Bug#20701585 SEMI-JOIN DUPLICATE ELIMINATION GIVES LOWER COST THAN NO DUPLICATE ELIMINATION

Oystein Grovlen authored Sep 11, 2015

After the introduction of filtering estimation for conditions
(WL#6635), the expected number of rows selected from a table may be
between 0 and 1.  Some of our algorithms are not prepared for this.
One observed effect is that semi-join DuplicateWeedout plans include
tables in the duplicate-eliminating range that are not relevant to the
semi-join (so-called nt tables).  This happens because extending the
range with a table where the estimated number of rows are less than
one make the cost go down.

This patch solves this issue by ensuring that filtering estimates
always gives at least one row.  I think there are several reasons to
do this instead of trying to adapt our code to work with values below
1:

 - WL#6635 already put such a lower limit on the filter effect of a
   single condition.  Hence, values lower than 1 may only happen where
   there are multiple conditions on a table.  However, I think the
   same reasoning could be made in case of multiple conditions.  That
   is, filtering estimates should assume at least 1 row regardless of
   number of conditions.

 - The assumption when computing filtering effect of multiple
   conditions is that conditions are non-correlated.  In actual
   databases, this is normally not the case.  Hence, the filtering
   estimates of multiple conditions will often be lower than what is
   actual the case.

 - I think it is more important to get an optimized query plan for the
   cases where the result is non-empty than for the case when no
   records are returned.  With very low numbers, one risk that the
   join order has very little impact on the total cost of the query.
   This means that for the cases when there is actual a match, the
   join order may not be optimal.

 - It is not trivial to adjust the optimizer code to cope with values
   lower than 1.

Note: The existing limitation on filter, "filter*fanout >= 0.05", in
calculate_condition_filter() is kept.  I am not convinced this
limitation makes sense, but dropping it had negative effects on DBT-3
query 8.

This patch does not contain a new test case.  The "How-to-repeat" part
of the bug report consists of an existing test case in subquery.inc,
and the subquery_sj_dupsweed.test shows that an nt table is not longer
included in the duplicate-producing range.  (See first hunk of
subquery_sj_dupsweedout.result).

File comments:
(In addition comes result files where all changes are changes in
filter and row estimates.  That is, there is no plan changes.)

**GIVEN DATA:**
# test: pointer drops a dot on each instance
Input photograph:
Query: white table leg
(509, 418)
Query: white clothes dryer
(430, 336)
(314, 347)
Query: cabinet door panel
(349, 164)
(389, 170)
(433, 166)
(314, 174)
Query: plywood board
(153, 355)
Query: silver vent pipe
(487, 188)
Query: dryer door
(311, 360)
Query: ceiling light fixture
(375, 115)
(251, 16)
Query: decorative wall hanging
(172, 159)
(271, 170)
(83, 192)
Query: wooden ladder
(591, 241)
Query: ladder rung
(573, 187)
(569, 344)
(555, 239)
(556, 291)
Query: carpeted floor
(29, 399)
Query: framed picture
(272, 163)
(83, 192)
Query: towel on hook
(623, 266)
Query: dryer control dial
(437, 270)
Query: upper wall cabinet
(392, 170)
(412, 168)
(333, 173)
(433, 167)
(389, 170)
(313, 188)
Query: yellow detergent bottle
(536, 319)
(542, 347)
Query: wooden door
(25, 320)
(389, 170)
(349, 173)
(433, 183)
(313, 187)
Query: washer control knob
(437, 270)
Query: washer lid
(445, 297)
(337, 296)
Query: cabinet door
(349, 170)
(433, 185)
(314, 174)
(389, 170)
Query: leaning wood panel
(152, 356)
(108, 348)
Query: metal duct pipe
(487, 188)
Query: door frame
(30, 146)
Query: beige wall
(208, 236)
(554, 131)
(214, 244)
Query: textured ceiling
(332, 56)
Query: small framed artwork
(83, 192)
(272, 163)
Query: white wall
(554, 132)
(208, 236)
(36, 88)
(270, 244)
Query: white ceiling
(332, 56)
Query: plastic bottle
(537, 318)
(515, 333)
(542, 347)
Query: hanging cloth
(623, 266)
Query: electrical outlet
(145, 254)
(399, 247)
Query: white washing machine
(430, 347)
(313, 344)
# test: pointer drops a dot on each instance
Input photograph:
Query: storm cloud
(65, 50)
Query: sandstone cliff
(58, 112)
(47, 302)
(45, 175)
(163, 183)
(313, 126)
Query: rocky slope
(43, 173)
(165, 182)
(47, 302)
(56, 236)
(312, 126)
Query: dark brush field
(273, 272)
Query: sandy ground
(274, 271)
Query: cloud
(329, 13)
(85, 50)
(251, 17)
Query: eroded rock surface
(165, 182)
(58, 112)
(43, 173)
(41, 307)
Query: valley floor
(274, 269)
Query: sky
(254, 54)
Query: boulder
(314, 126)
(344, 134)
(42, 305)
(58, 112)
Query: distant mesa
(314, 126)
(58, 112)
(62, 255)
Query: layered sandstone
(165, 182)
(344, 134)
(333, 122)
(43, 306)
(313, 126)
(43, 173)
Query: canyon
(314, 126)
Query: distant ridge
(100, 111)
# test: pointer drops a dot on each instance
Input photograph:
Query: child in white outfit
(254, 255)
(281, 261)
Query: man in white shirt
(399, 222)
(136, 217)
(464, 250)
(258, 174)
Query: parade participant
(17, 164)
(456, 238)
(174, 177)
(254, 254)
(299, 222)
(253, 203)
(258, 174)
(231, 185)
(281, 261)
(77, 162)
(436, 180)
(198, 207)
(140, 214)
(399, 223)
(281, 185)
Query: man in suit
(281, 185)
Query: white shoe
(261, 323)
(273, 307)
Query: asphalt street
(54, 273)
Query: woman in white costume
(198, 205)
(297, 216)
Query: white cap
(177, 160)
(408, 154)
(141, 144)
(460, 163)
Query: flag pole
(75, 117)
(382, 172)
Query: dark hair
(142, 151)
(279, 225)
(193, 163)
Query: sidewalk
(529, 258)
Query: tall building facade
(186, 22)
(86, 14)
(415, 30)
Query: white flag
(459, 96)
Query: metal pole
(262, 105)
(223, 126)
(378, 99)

**WHAT THE TASK REQUIRES:**
Continue the bug-fix note on semi-join duplicate elimination costs, starting right after its last sentence.

**EXERCISE RESPONSE:**
sql/sql_planner.cc
  Make sure calculate_condition_filter() never returns a number that
  corresponds to less than 1 row in the given table.

mysql-test/include/explain_json.inc
  Added some rows to a table of a test case to get a plan which use
  materialization.  According to comment in the test, this is what was
  intended when test case was added.

mysql-test/include/subquery_sj.inc
  Added some rows to a table of a test case to get same plan as before.

mysql-test/r/derived.result
  Join order has changed, but this should not be relevant for the
  objective of the test.

mysql-test/r/explain_json_all.result
  More records in table leads to different cost estimates.
  Test case now use materialization which was the original intention

mysql-test/r/explain_json_none.result
  More records in table leads to different cost estimates, but no plan change.

mysql-test/r/greedy_optimizer.result
  Query plans show different join order.  New join order is expected
  since tables with lowest filter estimate comes first.  (Previously,
  filter estimates were equal for the tables in question.)

mysql-test/r/greedy_search.result
  One test case has a slight increase in number of partial query plans
  evaluated.

mysql-test/r/partition_explicit_prune.result
  Changes in number of handler accesses.  All changed numbers are
  lower than previously.  (Neither the values before nor after match
  what comments in test says is exepected.)

mysql-test/r/subquery_sj_all.result
mysql-test/r/subquery_sj_all_bka.result
mysql-test/r/subquery_sj_all_bkaunique.result
  @@ -3406,12 +3406,13 @@
    Changes from DupsWeedout => MatScan.  According to comment this
    test case is a regression test case for MatScan.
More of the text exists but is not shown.